===== MATERIAL SHOWN

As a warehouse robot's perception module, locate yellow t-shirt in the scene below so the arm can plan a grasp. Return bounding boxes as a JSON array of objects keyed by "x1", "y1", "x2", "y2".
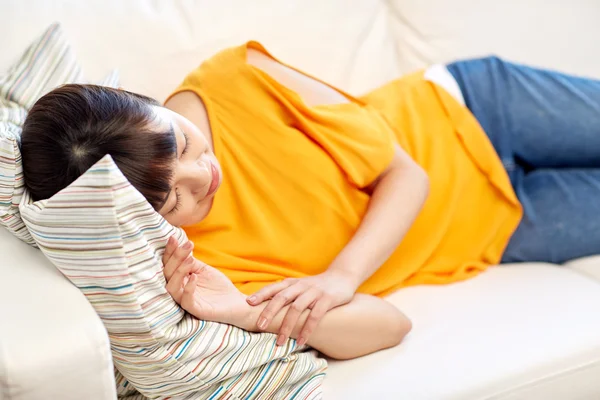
[{"x1": 166, "y1": 42, "x2": 521, "y2": 295}]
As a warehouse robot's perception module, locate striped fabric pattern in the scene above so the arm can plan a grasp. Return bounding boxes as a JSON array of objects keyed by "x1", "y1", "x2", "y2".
[
  {"x1": 20, "y1": 155, "x2": 326, "y2": 400},
  {"x1": 0, "y1": 23, "x2": 119, "y2": 246}
]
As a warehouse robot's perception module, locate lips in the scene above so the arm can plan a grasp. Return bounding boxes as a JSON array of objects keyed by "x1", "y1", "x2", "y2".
[{"x1": 206, "y1": 163, "x2": 219, "y2": 197}]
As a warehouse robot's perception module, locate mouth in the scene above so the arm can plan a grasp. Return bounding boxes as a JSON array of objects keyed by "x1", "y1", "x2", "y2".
[{"x1": 206, "y1": 162, "x2": 219, "y2": 197}]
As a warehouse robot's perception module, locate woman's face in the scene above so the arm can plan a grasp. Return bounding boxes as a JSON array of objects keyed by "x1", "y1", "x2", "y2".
[{"x1": 156, "y1": 107, "x2": 222, "y2": 226}]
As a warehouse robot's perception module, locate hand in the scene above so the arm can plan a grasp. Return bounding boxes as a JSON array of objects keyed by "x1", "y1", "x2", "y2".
[
  {"x1": 248, "y1": 270, "x2": 358, "y2": 346},
  {"x1": 163, "y1": 238, "x2": 248, "y2": 325}
]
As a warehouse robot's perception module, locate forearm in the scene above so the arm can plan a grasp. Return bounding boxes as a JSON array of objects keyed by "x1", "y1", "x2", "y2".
[
  {"x1": 235, "y1": 294, "x2": 411, "y2": 359},
  {"x1": 329, "y1": 145, "x2": 429, "y2": 287}
]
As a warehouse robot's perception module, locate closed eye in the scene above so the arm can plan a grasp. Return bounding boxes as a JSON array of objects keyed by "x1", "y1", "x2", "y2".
[
  {"x1": 181, "y1": 131, "x2": 190, "y2": 157},
  {"x1": 169, "y1": 189, "x2": 181, "y2": 214}
]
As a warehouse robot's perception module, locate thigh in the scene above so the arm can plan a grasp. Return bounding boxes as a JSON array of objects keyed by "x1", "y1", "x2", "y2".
[
  {"x1": 448, "y1": 57, "x2": 600, "y2": 170},
  {"x1": 502, "y1": 169, "x2": 600, "y2": 263}
]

==========

● **DESCRIPTION OF THE TASK**
Please convert all of the data above into a JSON list of strings, with one string per line and no blank lines. Leave the pictures out of your answer.

● **SOLUTION FOR THIS PROBLEM**
[
  "As a warehouse robot's perception module, locate yellow t-shirt in the scene below so the arm can plan a grasp. Return bounding boxes as a JSON array of objects keyed by \"x1\", \"y1\", \"x2\", \"y2\".",
  "[{\"x1\": 166, \"y1\": 42, \"x2\": 521, \"y2\": 295}]",
  "As a warehouse robot's perception module, locate striped fabric pattern in the scene above so the arm can plan a grasp. Return bounding boxes as a JSON array of objects keyed by \"x1\", \"y1\", \"x2\", \"y2\".",
  "[",
  "  {\"x1\": 20, \"y1\": 155, \"x2\": 326, \"y2\": 400},",
  "  {\"x1\": 0, \"y1\": 23, \"x2\": 119, \"y2\": 246}",
  "]",
  "As a warehouse robot's perception module, locate lips in the scene above so the arm can plan a grasp. Return bounding boxes as a JSON array of objects keyed by \"x1\", \"y1\", \"x2\", \"y2\".",
  "[{\"x1\": 206, \"y1\": 163, \"x2\": 219, \"y2\": 197}]",
  "As a warehouse robot's perception module, locate mouth in the scene above so the arm can plan a grasp. Return bounding boxes as a JSON array of objects keyed by \"x1\", \"y1\", \"x2\", \"y2\".",
  "[{\"x1\": 206, \"y1\": 162, \"x2\": 219, \"y2\": 197}]",
  "As a warehouse robot's perception module, locate woman's face in the scene above so the arm can plan a grasp. Return bounding boxes as a JSON array of objects keyed by \"x1\", \"y1\", \"x2\", \"y2\".",
  "[{\"x1\": 156, \"y1\": 107, \"x2\": 222, \"y2\": 226}]",
  "As a warehouse robot's perception module, locate hand in the scene above so the arm can plan a grasp. Return bounding boxes as a JSON array of objects keyed by \"x1\", \"y1\", \"x2\", \"y2\".",
  "[",
  "  {\"x1\": 248, \"y1\": 270, \"x2\": 358, \"y2\": 346},",
  "  {\"x1\": 163, \"y1\": 238, \"x2\": 248, \"y2\": 325}",
  "]",
  "As a warehouse robot's perception module, locate forearm in the scene above so the arm can plan a grasp. Return bounding boxes as a JSON array of objects keyed by \"x1\", \"y1\", \"x2\", \"y2\".",
  "[",
  "  {\"x1\": 235, \"y1\": 294, \"x2\": 411, \"y2\": 359},",
  "  {\"x1\": 329, \"y1\": 145, \"x2\": 429, \"y2\": 287}",
  "]",
  "As a warehouse robot's perception module, locate closed eye in the scene above so the arm can plan a grasp. Return bounding boxes as a JSON array of objects keyed by \"x1\", \"y1\", \"x2\", \"y2\".",
  "[",
  "  {\"x1\": 181, \"y1\": 131, \"x2\": 190, \"y2\": 157},",
  "  {\"x1\": 169, \"y1\": 189, \"x2\": 181, \"y2\": 214}",
  "]",
  "As a warehouse robot's perception module, locate thigh in the scene above so the arm can plan a grasp. Return bounding boxes as a JSON array of objects keyed by \"x1\", \"y1\", \"x2\", \"y2\".",
  "[",
  "  {\"x1\": 448, \"y1\": 57, \"x2\": 600, \"y2\": 170},",
  "  {\"x1\": 502, \"y1\": 169, \"x2\": 600, \"y2\": 263}",
  "]"
]